--- INFORMATION GIVEN ---
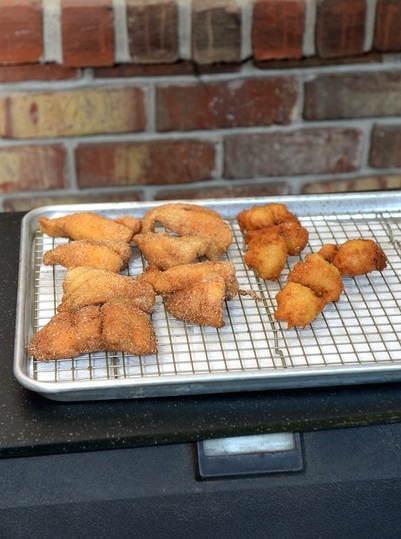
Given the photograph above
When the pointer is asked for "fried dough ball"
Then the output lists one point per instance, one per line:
(359, 256)
(267, 259)
(191, 220)
(297, 305)
(319, 275)
(263, 216)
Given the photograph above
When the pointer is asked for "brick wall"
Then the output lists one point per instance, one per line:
(162, 99)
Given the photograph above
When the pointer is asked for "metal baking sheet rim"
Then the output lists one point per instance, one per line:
(117, 389)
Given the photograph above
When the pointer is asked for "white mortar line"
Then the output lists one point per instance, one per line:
(369, 24)
(53, 51)
(121, 39)
(309, 45)
(184, 29)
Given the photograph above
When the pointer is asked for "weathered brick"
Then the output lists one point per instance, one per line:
(370, 183)
(152, 30)
(74, 112)
(216, 31)
(39, 72)
(21, 31)
(284, 153)
(359, 95)
(387, 35)
(87, 32)
(385, 146)
(29, 168)
(142, 163)
(340, 27)
(278, 29)
(226, 191)
(226, 104)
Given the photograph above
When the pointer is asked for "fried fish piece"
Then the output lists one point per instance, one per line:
(85, 225)
(319, 275)
(126, 328)
(263, 216)
(359, 256)
(68, 334)
(191, 220)
(180, 277)
(108, 255)
(298, 305)
(267, 259)
(164, 250)
(91, 286)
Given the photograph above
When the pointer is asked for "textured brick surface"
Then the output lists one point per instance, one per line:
(298, 152)
(153, 30)
(21, 31)
(26, 168)
(340, 27)
(87, 32)
(216, 31)
(226, 104)
(69, 113)
(385, 146)
(156, 162)
(359, 95)
(388, 25)
(278, 29)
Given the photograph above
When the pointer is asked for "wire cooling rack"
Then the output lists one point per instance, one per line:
(353, 340)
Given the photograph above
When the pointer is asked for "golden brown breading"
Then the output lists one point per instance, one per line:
(68, 334)
(191, 220)
(359, 256)
(164, 250)
(125, 328)
(263, 216)
(180, 277)
(90, 286)
(201, 303)
(319, 275)
(109, 255)
(85, 226)
(297, 305)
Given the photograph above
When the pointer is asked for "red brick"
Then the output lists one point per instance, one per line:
(29, 168)
(21, 31)
(226, 104)
(340, 27)
(153, 31)
(87, 32)
(143, 163)
(359, 95)
(40, 72)
(81, 111)
(216, 31)
(278, 29)
(299, 152)
(387, 26)
(385, 151)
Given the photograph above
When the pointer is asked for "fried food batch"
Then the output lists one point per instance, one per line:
(190, 231)
(195, 293)
(317, 280)
(272, 234)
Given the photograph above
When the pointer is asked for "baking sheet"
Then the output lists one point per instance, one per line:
(352, 341)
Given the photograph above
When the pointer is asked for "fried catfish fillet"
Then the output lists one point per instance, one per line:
(88, 225)
(68, 334)
(359, 256)
(191, 220)
(201, 303)
(180, 277)
(92, 286)
(108, 255)
(164, 250)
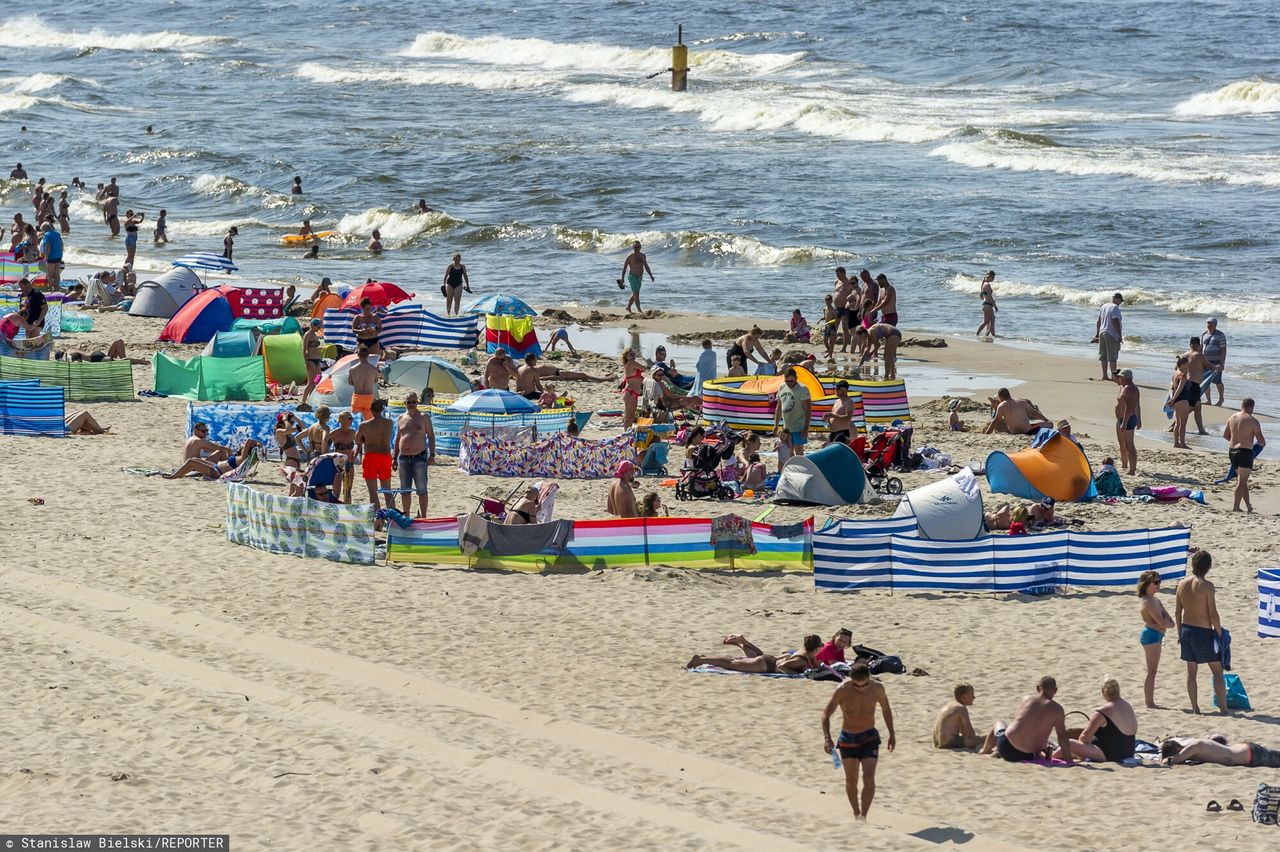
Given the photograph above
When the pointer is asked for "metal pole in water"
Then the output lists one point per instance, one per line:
(680, 62)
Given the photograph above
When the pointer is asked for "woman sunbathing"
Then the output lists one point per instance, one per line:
(757, 662)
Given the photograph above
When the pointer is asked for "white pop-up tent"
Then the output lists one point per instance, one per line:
(946, 511)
---
#### TASK DETAILS:
All lines of the entries containing the string "sheet" must be shown in full.

#### OUTPUT:
When the pointer is asked for "metal baking sheet rim"
When the pointer is asked for "baking sheet"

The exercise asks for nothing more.